Count the lines in the records below that contain the string "front", matching case exactly. Reply with the number alone.

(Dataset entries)
-- start --

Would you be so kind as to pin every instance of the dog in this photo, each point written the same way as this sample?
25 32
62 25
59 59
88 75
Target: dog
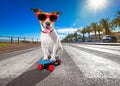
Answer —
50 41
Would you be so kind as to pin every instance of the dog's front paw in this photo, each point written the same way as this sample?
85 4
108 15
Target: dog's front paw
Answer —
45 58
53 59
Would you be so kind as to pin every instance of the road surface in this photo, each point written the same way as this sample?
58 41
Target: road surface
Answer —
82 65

-- end --
-- start --

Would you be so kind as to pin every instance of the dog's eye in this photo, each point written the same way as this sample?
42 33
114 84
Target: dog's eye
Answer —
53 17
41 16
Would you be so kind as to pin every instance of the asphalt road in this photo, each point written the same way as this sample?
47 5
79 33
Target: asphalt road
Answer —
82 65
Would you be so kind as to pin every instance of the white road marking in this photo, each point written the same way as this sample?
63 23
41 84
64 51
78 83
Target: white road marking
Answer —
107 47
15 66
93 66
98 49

-- end --

> _Exercise output_:
2